• **Aim of the task**
All lines from the one containing "task: provide the mask of each instance of the mound" through the last line of the listing below are to be copied exactly. Exclude the pictures.

Labeled region records
• • • • •

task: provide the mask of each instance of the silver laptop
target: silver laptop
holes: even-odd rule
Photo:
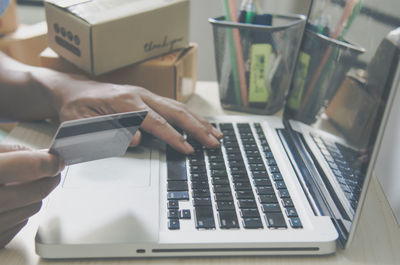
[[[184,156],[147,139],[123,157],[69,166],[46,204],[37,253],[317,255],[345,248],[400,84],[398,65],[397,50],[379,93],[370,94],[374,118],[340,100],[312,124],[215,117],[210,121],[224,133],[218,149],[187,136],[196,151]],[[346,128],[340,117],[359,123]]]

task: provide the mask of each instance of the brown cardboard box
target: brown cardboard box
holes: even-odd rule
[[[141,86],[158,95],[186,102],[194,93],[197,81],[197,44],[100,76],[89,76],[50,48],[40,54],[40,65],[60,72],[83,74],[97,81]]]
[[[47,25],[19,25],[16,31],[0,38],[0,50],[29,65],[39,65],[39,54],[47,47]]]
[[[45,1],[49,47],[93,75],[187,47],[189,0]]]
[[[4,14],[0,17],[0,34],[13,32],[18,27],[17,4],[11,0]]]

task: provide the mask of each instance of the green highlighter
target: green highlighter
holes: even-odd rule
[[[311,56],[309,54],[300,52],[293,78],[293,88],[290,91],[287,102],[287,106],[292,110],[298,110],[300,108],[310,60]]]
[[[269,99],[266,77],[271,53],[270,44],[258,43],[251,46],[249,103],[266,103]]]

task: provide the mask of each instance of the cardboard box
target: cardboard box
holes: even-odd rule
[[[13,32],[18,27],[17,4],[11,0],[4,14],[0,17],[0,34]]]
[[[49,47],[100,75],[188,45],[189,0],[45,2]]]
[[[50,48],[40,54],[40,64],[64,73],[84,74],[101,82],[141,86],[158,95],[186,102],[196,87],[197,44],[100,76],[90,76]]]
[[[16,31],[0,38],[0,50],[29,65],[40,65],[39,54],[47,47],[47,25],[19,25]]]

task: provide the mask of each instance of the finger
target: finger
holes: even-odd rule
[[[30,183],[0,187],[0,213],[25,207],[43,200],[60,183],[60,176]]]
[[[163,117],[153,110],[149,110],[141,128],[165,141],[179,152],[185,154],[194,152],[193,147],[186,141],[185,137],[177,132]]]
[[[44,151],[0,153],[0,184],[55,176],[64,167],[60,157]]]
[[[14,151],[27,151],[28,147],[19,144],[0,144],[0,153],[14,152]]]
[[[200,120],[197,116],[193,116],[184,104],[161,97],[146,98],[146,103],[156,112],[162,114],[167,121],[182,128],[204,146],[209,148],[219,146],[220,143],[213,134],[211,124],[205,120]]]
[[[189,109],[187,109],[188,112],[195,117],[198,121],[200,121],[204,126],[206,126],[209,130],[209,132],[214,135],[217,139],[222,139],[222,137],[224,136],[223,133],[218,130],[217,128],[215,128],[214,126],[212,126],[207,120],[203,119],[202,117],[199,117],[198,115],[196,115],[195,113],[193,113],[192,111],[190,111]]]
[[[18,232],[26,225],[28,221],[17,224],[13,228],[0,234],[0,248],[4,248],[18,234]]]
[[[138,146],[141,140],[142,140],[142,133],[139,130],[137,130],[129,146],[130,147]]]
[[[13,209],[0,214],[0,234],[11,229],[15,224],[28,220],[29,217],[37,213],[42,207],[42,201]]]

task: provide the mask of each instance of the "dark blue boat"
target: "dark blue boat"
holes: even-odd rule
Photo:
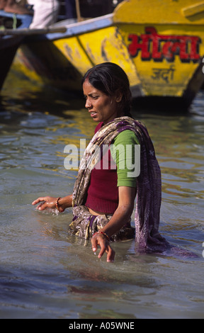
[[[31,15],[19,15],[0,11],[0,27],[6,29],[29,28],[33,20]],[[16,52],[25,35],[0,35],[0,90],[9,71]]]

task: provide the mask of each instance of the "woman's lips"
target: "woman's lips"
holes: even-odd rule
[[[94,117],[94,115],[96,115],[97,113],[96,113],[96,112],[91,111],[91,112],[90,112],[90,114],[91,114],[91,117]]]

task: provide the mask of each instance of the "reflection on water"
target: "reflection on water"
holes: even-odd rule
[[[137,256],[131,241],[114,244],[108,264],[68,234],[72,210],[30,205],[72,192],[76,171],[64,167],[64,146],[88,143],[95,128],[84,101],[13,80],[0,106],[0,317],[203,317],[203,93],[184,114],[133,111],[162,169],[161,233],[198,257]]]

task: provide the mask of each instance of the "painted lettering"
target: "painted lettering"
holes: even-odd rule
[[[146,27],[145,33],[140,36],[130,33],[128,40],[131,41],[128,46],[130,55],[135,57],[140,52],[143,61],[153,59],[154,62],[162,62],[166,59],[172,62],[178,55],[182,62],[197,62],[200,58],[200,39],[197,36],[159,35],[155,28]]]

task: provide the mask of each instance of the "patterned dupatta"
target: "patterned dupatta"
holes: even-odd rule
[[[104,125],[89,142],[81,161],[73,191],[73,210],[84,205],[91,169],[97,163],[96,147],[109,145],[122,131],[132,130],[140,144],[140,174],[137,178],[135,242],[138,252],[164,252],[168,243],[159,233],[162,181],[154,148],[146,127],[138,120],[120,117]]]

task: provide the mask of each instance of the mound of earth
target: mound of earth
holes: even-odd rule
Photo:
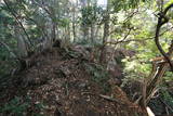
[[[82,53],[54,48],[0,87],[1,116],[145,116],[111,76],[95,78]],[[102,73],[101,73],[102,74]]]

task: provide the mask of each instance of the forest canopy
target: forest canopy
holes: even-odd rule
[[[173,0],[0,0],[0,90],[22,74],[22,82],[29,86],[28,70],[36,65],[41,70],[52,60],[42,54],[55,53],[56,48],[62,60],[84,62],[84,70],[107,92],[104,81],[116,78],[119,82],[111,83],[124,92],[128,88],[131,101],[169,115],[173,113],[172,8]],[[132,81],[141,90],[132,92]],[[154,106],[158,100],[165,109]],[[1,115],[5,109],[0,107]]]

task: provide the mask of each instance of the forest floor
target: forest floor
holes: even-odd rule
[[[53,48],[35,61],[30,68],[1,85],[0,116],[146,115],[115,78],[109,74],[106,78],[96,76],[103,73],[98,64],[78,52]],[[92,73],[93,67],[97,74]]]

• • • • •

• **Expected output**
task: provide the mask of each instance of the mound of earth
target: mound of earth
holes: even-odd rule
Photo:
[[[82,53],[54,48],[0,87],[1,116],[145,116],[111,76],[95,78]],[[102,73],[101,73],[102,74]]]

task: provide the mask of each instance of the forest canopy
target: forest canopy
holes: even-odd rule
[[[173,0],[0,0],[0,90],[22,74],[22,82],[29,86],[28,70],[36,65],[41,70],[52,60],[42,54],[55,53],[56,48],[62,60],[84,62],[84,70],[107,92],[104,81],[116,78],[119,82],[111,83],[124,92],[128,88],[131,101],[169,115],[173,113],[172,8]],[[132,81],[141,90],[132,92]],[[154,106],[158,100],[165,109]],[[1,115],[5,109],[0,107]]]

task: provide the mask of each instance of the forest floor
target: forest floor
holes: even-odd rule
[[[53,48],[35,61],[30,68],[1,85],[0,116],[146,115],[115,78],[109,74],[106,78],[96,76],[103,73],[98,64],[78,52]],[[92,73],[93,67],[97,74]]]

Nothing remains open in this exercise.